▸ 抜粋本文
※ ※ ※
まず驚いたのは、この穴の出現が極めて最近の出来事であったことだ。
正確な時期を聞き忘れたが、それまで平であった造成地の一角が、大雨を契機に陥没をはじめ、そのまま周囲にあった畑や小屋を呑み込みながら、現在の大きさまで僅か数ヶ月で成長したというのである。
私の家から直線距離で3kmも離れていない山の裏側で、こんな天変地異が現在進行形で起きていたという事を、私は知らなかった。


さて、続いてが、私にとっての真に核心的となる証言だ。

この陥没穴の“底”の下にあるものについて、証言者には心当たりがあるというのである。

それは、ここ下柚木出身の70才を越す人ならば皆知っており、それより若い証言者の耳にも聞こえてきた話しであると。




関係者による証言集(2) “大穴の底の下にあるものについて”
  • この穴の下に、太平洋戦争中に陸軍が戦車を隠していたトンネルが存在したようだ。
※ ※ ※
物体指示に関するデータセット抜粋:

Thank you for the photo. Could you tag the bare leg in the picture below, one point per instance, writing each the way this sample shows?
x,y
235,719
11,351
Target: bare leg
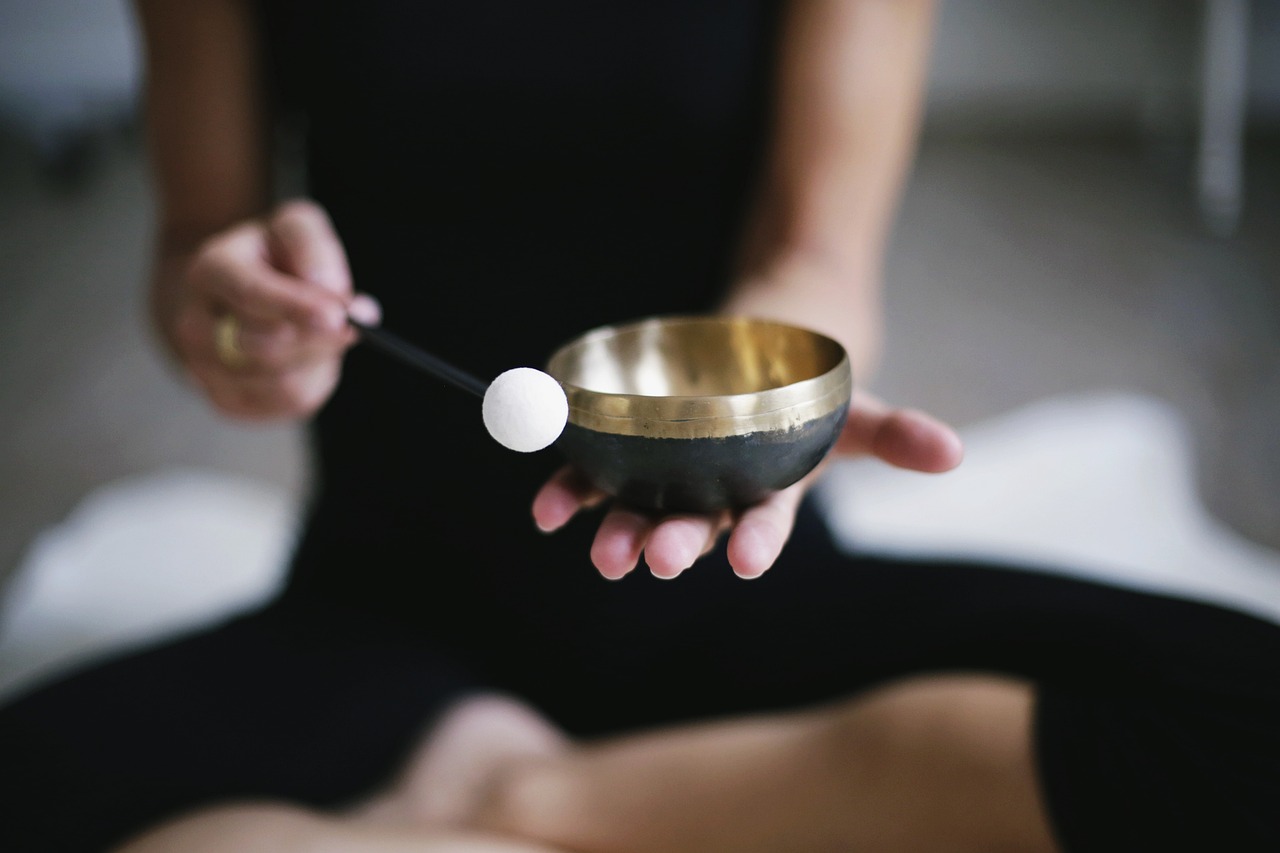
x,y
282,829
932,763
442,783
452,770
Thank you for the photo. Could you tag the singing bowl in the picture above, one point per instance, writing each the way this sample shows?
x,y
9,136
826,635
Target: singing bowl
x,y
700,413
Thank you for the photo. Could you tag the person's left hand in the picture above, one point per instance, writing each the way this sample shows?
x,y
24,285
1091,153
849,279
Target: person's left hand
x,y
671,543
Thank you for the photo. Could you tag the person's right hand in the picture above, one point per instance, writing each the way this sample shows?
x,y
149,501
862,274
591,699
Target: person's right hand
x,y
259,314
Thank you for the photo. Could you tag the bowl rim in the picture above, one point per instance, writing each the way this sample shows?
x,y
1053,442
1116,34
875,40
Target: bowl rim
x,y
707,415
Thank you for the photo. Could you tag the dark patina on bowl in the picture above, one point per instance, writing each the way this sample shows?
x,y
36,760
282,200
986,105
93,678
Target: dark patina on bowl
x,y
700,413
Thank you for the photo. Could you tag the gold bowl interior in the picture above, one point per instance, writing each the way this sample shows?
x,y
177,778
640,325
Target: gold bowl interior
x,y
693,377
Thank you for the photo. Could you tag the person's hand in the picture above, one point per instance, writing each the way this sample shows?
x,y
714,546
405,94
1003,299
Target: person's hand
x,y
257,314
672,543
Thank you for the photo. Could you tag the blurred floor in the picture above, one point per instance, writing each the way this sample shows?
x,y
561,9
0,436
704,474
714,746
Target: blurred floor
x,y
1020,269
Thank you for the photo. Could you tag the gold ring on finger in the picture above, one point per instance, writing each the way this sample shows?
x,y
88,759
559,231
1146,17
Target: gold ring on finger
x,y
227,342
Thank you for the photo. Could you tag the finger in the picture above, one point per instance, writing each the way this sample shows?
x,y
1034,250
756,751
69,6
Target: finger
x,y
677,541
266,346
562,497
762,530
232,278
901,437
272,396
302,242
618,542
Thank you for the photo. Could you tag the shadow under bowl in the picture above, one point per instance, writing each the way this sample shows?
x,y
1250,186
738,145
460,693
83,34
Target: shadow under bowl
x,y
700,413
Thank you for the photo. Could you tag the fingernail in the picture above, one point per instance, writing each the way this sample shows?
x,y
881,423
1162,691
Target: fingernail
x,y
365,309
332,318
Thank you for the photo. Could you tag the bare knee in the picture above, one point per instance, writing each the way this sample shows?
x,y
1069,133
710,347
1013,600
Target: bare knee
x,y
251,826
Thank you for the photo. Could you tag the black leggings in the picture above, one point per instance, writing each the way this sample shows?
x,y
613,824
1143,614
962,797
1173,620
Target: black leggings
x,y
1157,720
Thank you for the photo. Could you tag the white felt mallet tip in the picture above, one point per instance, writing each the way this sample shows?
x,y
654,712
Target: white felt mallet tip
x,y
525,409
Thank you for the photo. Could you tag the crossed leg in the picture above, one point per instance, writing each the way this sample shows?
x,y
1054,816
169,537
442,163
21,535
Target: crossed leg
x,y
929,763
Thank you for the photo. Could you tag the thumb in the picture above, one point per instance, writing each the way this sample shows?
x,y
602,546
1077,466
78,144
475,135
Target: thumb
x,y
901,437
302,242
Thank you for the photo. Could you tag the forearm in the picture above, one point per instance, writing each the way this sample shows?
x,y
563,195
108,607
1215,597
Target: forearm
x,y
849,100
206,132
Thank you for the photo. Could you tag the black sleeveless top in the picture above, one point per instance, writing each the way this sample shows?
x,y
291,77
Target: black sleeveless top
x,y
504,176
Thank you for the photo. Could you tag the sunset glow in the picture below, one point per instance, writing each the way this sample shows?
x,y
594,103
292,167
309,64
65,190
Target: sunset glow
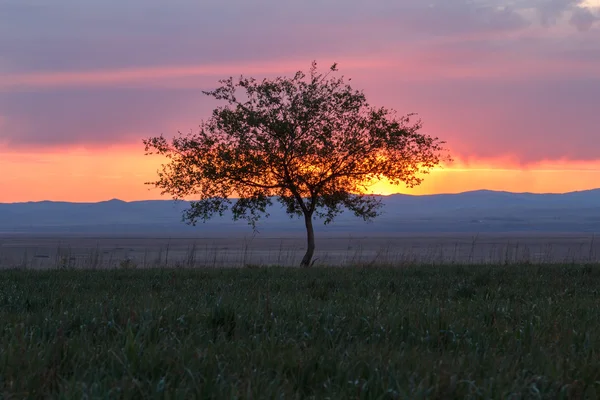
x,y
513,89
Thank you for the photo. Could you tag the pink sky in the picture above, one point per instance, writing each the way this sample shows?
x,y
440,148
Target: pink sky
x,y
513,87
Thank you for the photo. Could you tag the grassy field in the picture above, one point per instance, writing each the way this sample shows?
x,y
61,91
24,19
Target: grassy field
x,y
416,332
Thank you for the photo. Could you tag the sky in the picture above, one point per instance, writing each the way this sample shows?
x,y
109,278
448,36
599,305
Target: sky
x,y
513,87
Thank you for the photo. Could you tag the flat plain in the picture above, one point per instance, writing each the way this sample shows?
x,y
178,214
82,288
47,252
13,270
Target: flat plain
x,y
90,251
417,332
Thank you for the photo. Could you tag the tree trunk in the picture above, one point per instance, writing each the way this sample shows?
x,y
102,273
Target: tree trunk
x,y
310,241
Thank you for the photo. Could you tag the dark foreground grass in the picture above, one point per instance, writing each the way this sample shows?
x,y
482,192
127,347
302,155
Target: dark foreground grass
※ ※ ※
▸ 問題文
抜粋の「私の家から直線距離で3kmも」から「も聞こえてきた話しであると。」までを両端も含めて写し、その中の「陥没穴」を「大穴」に変えること。

▸ 解答例
私の家から直線距離で3kmも離れていない山の裏側で、こんな天変地異が現在進行形で起きていたという事を、私は知らなかった。


さて、続いてが、私にとっての真に核心的となる証言だ。

この大穴の“底”の下にあるものについて、証言者には心当たりがあるというのである。

それは、ここ下柚木出身の70才を越す人ならば皆知っており、それより若い証言者の耳にも聞こえてきた話しであると。